▶ _DIRECTIONS_: Give each line of the entries below as a JSON list of strings, one string per line, skipping any blank lines.

▶ _DATA SUPPLIED_:
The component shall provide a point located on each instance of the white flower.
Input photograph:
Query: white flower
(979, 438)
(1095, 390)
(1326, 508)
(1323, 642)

▶ _ANSWER TO THE EXERCISE_:
[
  "The component shall provide a point located on each instance of the white flower.",
  "Input photograph:",
  "Query: white flower",
  "(979, 438)",
  "(1095, 390)",
  "(1326, 508)",
  "(1323, 642)"
]